> _What to do_
Change "one per instance" to "one for each instance" in the items below, from their first line up to and including the line with "[[289, 27]]", and give those lines again with nothing else altered. Leave the pictures out of your answer.

> _Listed records_
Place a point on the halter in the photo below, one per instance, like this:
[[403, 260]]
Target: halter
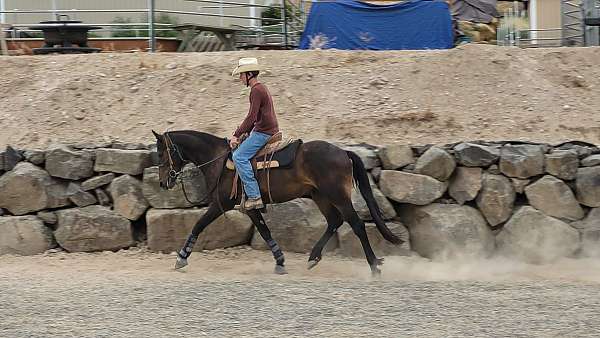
[[178, 175]]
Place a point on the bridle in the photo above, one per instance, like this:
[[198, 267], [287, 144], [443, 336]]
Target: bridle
[[177, 175]]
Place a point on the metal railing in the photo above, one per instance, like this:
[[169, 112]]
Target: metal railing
[[289, 27]]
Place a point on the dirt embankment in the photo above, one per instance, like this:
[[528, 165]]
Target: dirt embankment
[[414, 97]]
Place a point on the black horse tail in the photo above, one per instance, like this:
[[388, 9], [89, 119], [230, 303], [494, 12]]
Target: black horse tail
[[362, 180]]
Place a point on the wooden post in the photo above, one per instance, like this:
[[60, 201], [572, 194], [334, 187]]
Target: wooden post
[[3, 45]]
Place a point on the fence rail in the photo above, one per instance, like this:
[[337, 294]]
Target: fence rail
[[287, 28]]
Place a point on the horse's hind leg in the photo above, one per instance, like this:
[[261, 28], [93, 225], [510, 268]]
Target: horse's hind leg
[[265, 233], [358, 226], [334, 221]]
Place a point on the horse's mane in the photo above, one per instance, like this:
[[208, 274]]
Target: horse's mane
[[197, 134]]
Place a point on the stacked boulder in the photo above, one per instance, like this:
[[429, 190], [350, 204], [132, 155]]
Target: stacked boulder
[[536, 202]]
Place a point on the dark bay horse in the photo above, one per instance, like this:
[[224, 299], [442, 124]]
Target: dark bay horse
[[321, 171]]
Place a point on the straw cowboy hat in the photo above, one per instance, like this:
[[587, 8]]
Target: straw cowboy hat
[[246, 65]]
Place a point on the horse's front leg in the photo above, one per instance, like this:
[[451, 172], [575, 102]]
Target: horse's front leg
[[211, 214]]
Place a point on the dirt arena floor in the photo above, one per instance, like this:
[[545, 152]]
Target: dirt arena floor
[[468, 93], [233, 292]]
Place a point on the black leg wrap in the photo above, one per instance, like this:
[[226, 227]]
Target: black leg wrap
[[276, 250], [186, 251]]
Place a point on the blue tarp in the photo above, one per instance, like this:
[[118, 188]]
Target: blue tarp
[[350, 24]]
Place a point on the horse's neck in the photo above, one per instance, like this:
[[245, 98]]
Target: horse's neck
[[201, 150]]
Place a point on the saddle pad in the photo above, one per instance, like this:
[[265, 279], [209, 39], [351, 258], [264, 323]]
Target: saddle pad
[[283, 158]]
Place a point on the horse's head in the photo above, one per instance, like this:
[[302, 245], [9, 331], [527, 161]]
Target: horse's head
[[170, 159]]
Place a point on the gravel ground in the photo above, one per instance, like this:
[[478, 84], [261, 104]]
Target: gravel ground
[[233, 293]]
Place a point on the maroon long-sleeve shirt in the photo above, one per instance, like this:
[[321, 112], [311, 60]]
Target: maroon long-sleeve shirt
[[261, 116]]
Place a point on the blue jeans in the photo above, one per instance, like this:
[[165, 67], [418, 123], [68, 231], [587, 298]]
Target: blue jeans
[[241, 159]]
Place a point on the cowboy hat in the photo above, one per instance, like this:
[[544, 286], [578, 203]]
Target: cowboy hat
[[246, 65]]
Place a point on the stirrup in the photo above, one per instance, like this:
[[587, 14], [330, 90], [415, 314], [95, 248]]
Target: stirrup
[[255, 203]]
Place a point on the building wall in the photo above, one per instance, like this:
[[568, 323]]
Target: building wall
[[546, 14]]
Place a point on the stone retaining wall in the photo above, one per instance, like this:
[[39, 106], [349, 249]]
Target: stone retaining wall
[[536, 202]]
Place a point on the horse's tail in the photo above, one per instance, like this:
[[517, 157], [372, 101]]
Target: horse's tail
[[362, 180]]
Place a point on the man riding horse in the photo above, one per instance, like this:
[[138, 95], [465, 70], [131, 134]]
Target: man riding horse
[[261, 123], [316, 169]]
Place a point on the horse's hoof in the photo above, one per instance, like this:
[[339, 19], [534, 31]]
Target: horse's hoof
[[181, 262], [280, 270], [375, 272], [312, 264]]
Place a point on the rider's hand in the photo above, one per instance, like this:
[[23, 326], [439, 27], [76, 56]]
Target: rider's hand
[[234, 142]]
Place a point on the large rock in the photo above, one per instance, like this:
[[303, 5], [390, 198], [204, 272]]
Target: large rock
[[24, 235], [562, 164], [396, 156], [48, 217], [63, 162], [534, 237], [97, 182], [350, 244], [359, 204], [37, 157], [103, 197], [10, 158], [132, 162], [554, 198], [496, 198], [368, 156], [93, 228], [437, 163], [465, 184], [79, 197], [589, 228], [519, 184], [410, 188], [522, 161], [127, 196], [195, 188], [587, 184], [448, 230], [476, 155], [28, 188], [169, 229], [296, 226], [591, 161]]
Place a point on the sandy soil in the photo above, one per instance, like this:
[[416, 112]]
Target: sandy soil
[[413, 97], [233, 292]]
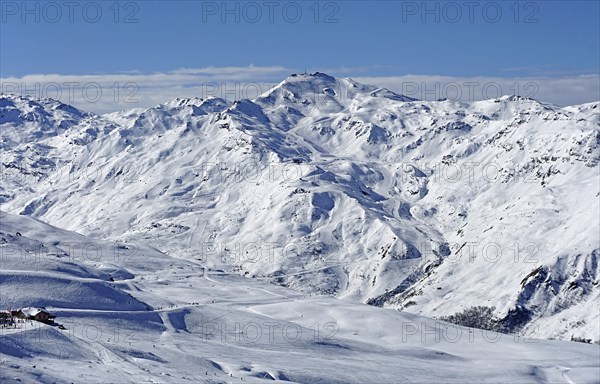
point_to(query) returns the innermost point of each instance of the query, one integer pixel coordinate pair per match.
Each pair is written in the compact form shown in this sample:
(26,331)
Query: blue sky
(375,39)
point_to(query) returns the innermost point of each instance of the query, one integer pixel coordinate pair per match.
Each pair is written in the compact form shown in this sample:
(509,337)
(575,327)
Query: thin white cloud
(103,93)
(562,91)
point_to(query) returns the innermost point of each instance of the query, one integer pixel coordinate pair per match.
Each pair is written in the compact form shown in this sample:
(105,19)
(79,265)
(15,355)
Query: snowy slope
(333,187)
(199,325)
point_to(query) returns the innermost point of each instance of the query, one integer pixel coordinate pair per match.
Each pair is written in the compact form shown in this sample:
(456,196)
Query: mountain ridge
(367,197)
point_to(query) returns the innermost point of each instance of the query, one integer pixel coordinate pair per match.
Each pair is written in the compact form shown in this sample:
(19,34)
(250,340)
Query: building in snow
(39,314)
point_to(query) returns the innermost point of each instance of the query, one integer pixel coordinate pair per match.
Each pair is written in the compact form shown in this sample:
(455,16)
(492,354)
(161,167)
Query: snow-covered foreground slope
(328,186)
(184,323)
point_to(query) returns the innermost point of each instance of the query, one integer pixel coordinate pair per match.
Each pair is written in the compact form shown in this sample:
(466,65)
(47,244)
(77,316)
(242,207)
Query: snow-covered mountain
(127,313)
(328,186)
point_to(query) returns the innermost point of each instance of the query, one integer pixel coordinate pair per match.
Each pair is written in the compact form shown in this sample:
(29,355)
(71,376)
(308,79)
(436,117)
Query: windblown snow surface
(217,241)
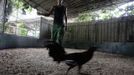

> _Worked answer_
Place a point on the halter in the photo below, one for each instance, like this:
[[403, 260]]
Target: halter
[[178, 175]]
Place a point on the bridle in the photo above, one for each instance, like this:
[[198, 267], [287, 144], [443, 336]]
Target: bridle
[[177, 175]]
Place a point on the metal railing in the photo above, one for each instance, like this:
[[169, 112]]
Target: metal railing
[[289, 27]]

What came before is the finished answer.